§ **Input material**
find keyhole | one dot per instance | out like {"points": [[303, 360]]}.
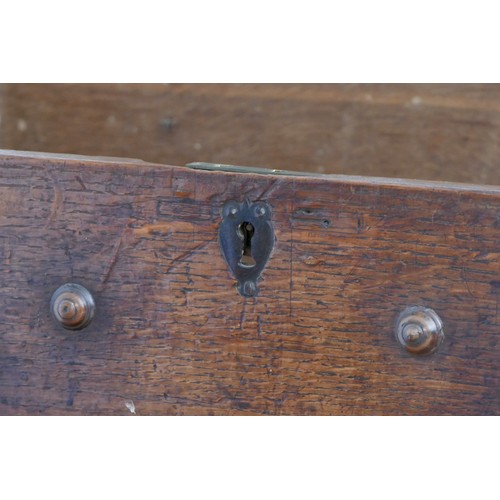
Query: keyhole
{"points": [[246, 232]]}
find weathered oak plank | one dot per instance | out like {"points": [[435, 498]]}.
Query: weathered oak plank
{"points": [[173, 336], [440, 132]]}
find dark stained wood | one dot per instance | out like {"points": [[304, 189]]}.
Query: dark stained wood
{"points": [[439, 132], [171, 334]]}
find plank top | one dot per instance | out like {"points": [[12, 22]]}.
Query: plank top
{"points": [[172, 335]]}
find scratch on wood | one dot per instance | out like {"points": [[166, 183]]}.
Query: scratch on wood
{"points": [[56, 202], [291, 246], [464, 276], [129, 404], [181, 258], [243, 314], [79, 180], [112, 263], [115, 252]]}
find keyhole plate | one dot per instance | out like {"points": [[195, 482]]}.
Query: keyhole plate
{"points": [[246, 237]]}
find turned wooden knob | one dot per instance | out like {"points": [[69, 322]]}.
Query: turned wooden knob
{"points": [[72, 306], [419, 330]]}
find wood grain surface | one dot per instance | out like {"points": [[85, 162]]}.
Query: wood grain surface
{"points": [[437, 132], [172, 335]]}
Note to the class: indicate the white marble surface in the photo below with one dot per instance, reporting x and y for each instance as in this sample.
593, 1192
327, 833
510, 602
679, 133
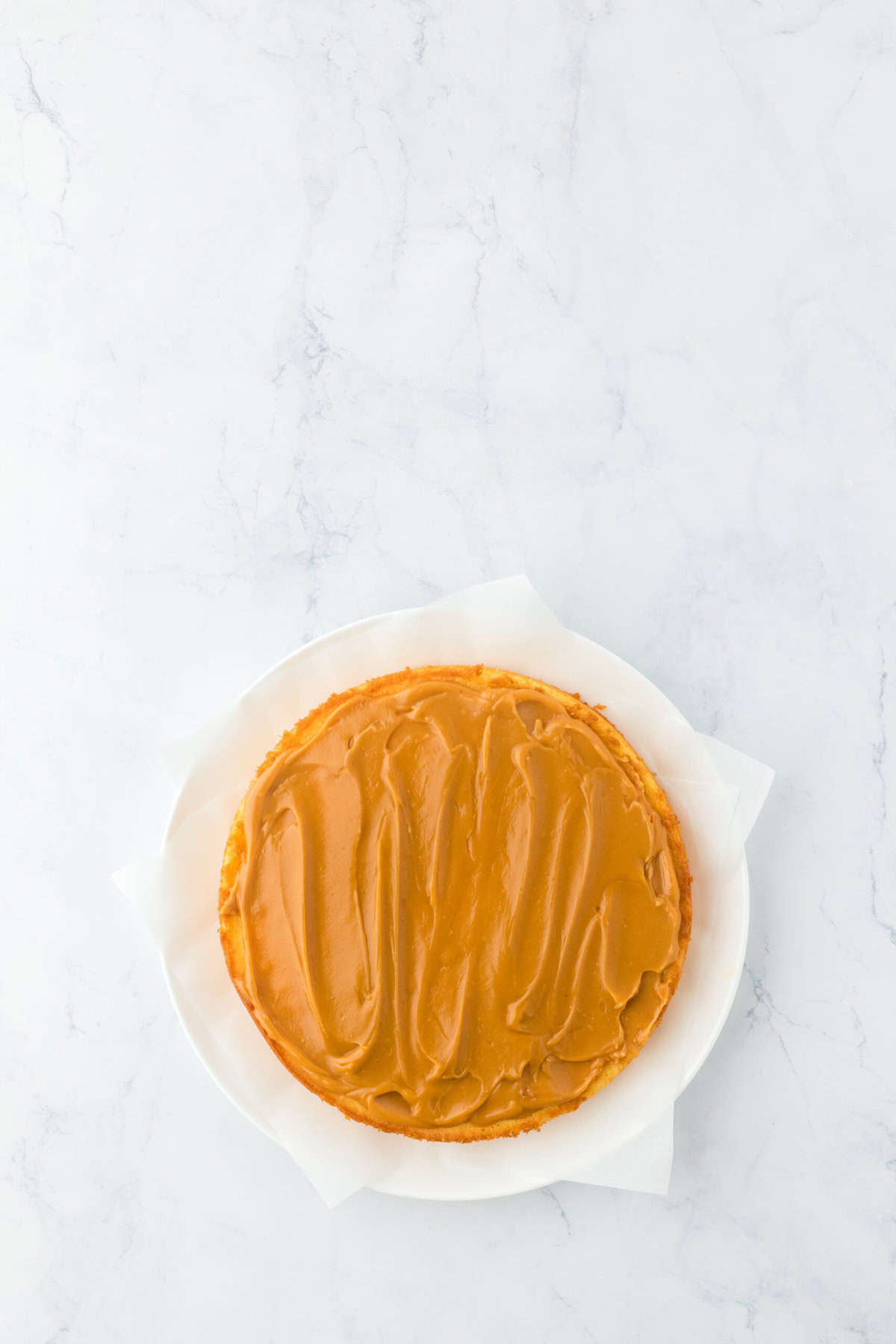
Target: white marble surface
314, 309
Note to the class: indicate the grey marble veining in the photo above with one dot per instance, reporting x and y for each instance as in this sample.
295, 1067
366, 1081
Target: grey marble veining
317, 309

§ **What the task requires**
Starting with the line that holds "find turned wooden", copy every line exactly through the final line of the material, but skip the pictures.

§ **Exercise output**
find turned wooden knob | one dot per instance | out like {"points": [[69, 322]]}.
Query: turned wooden knob
{"points": [[72, 306], [419, 330]]}
find wood grain surface | one dot per instance | out like {"points": [[85, 162]]}.
Query: wood grain surface
{"points": [[437, 132], [172, 335]]}
Note to the class: indicate the white marble surface in the photo below with one dot per instance, reporting x and y for each instance as in this sample.
593, 1192
327, 833
510, 602
679, 133
Target: white marble surface
314, 309
Note to the class: indicate the grey marble veining in the photo above with one dot per instance, reporting x and y for each instance as in this sample.
295, 1067
366, 1081
Target: grey marble veining
317, 309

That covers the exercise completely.